### EXERCISE INSTRUCTIONS
Can you carry on the blog post below about losing Keller, picking up right after its final sentence?

Saturday, September 26, 2009

We were both doing fine... until we weren't.


As October gets closer, I can't help but think about how different September has been from what I predicted. Most of the past year has been spent with me being excited about and anticipating the arrival of September. I had planned to spend this month getting to know my son; instead I have spent the past 4 weeks working my way through grief so intense that it threatens to drown me. My son, Keller, did not survive long enough to see the arrival of his birth month. He died on the last day of August and I delivered him on September 1. Keller is not crying in has bassinette. I am not sleep-deprived and Matt and I are not arguing over diaper duty. This September has not been at all like the way I envisioned.

What confuses me the most is the fact that Keller and I were both so completely healthy... until we weren't. Keller was such an active baby. From the first time I felt him kick, not long after my 29th birthday in May, Keller never stopped playing soccer with my internal organs. During worship songs at church, he would kick and punch so furiously it was a wonder that I didn't have permanent damage. Keller's movement made him seem so... present and vibrant and ALIVE that it never occurred to me that he wouldn't survive long enough to be born. I had just assumed that he would be born healthy and that his activity level would continue into the rest of his life.

I never had reason to believe that Keller and I would not be perfectly healthy. At every prenatal appointment, Keller and I's check-ups were excellent. My blood pressure never spiked, I gained weight at the right rate, and my bloodwork was always good. I even passed the gestational diabetes screening test in spite of my consistent diet of maple bars and Pepsi. My pregnancy was not complicated at all and a lot of pregnant people were jealous about my lack of morning sickness and the fact that I only gained weight in my belly. Keller's heartbeat checks were always good and he appeared to be growing at the correct rate. With the exception of finding out that he had an enlarged kidney at his 20 week ultrasound that later corrected itself, Keller's development was uncomplicated and did not raise any red flags.

### DATA SECTION
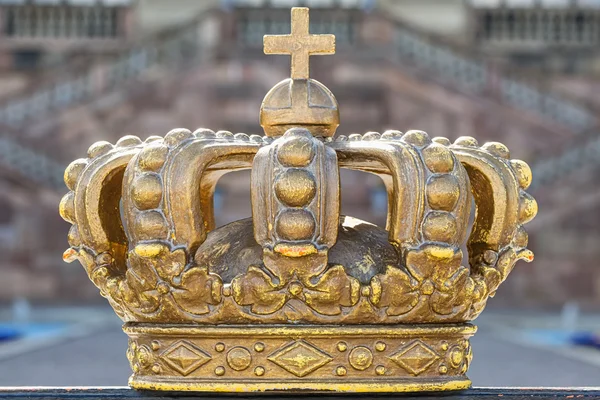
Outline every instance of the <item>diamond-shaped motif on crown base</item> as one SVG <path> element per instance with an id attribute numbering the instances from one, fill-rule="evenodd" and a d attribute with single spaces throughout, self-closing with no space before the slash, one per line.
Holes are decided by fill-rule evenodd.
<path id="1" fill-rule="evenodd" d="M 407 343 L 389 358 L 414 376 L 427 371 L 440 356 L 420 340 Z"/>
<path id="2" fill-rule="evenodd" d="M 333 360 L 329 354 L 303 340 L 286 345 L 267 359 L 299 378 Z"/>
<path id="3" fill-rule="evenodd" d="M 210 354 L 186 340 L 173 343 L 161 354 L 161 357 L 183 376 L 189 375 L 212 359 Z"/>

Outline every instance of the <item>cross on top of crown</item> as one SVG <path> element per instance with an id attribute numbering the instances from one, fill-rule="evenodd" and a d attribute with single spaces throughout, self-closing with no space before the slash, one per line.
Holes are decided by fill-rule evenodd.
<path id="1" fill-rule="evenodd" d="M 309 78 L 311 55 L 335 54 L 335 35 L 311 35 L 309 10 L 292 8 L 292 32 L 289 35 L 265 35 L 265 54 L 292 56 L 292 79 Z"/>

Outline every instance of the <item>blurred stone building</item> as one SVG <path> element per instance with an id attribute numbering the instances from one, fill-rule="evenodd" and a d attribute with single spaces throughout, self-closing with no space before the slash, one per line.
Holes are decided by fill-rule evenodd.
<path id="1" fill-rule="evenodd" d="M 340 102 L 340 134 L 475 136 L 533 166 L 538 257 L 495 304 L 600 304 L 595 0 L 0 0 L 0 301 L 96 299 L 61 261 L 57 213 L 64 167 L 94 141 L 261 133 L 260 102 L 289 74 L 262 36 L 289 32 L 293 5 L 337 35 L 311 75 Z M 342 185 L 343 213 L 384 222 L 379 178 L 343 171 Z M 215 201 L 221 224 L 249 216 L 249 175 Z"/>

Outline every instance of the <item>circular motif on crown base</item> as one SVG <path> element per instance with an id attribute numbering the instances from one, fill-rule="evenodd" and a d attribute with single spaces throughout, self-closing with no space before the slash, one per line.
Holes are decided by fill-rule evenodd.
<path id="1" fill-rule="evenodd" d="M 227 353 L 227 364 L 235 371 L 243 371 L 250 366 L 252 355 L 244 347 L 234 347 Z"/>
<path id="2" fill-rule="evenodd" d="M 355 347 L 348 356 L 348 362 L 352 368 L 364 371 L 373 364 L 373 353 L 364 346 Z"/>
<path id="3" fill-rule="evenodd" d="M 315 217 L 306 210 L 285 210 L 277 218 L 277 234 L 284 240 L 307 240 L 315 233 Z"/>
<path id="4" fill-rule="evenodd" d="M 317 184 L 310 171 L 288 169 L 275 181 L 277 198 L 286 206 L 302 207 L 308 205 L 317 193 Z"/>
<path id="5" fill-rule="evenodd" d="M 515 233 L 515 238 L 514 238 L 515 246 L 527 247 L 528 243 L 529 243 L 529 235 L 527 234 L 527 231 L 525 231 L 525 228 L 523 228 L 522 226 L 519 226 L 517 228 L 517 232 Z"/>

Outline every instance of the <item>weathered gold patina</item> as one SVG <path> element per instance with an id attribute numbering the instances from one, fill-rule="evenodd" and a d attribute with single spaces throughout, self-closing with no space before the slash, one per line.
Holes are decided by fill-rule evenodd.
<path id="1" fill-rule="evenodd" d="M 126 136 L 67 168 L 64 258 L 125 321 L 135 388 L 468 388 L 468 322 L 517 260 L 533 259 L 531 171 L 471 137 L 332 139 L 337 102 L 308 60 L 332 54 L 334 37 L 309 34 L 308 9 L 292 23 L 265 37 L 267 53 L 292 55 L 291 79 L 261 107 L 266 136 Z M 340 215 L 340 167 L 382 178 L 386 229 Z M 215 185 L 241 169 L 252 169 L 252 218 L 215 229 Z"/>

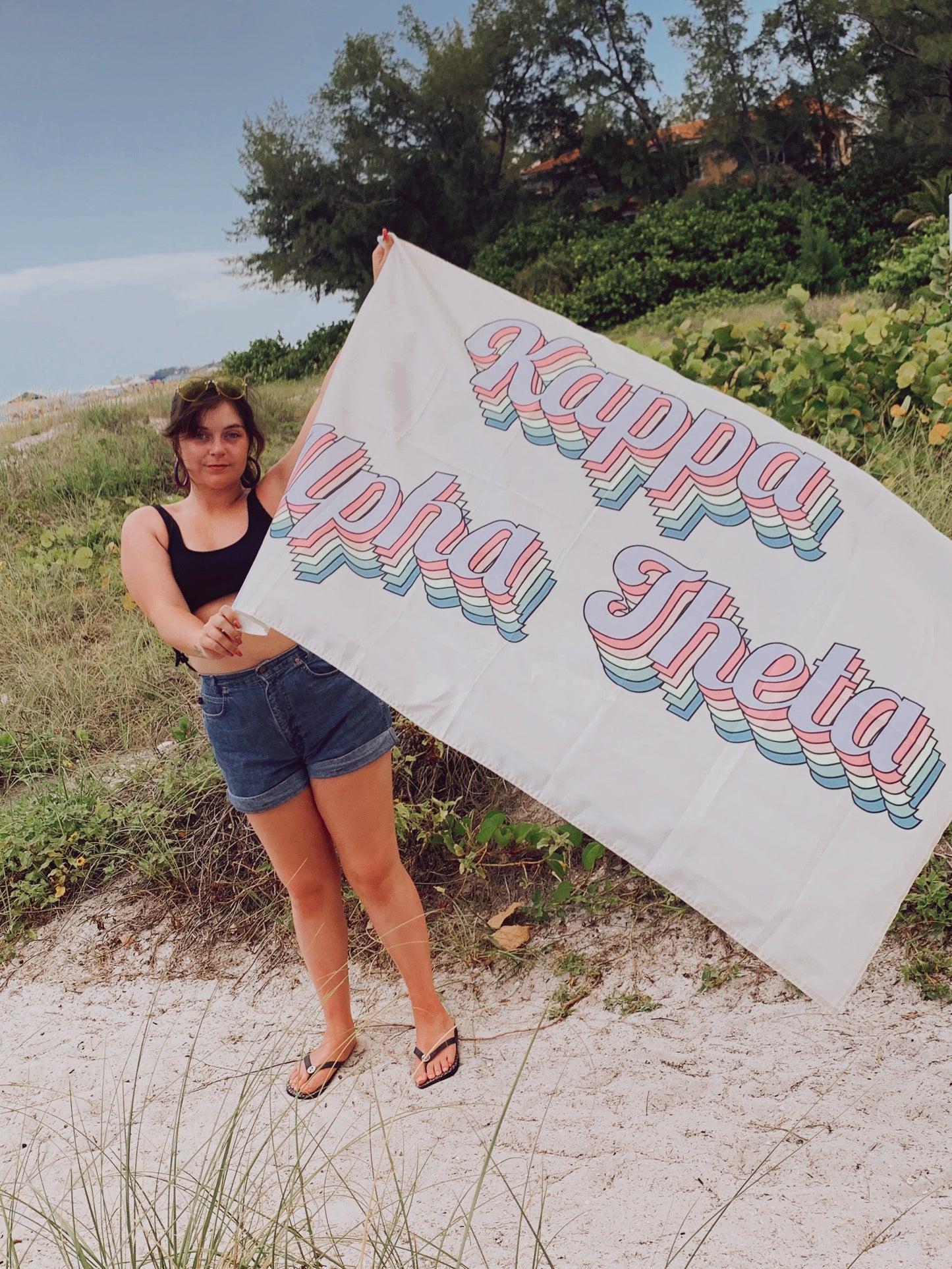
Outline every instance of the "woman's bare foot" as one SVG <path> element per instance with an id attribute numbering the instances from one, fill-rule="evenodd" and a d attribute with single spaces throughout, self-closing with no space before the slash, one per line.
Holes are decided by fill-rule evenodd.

### EXERCISE RESPONSE
I had absolutely no problems with my pregnancy until I developed cholestasis in week 38. Cholestasis is a liver condition where salts build up in the blood and cause the skin to itch uncontrollably. In my opinion, I dealt with the itchiness like a champion until 3 days before I went into labor. That Friday morning, I was so itchy that I could think of nothing else. I honestly tried everything I could, including oatmeal baths, various lotions, and Benadryl to get relief. Nothing worked. I was at the end of my rope when I called my doctor's office with the slim hope that they would tell me to come in and get induced. I knew that induction was a long-shot but I felt somewhat entitled to it because I had carried my son with few complaints for 39.5 weeks and I was DONE. The nurse told me to go home, take more Benadryl, and put lotion on my skin. I was frustrated, but I did what I was told.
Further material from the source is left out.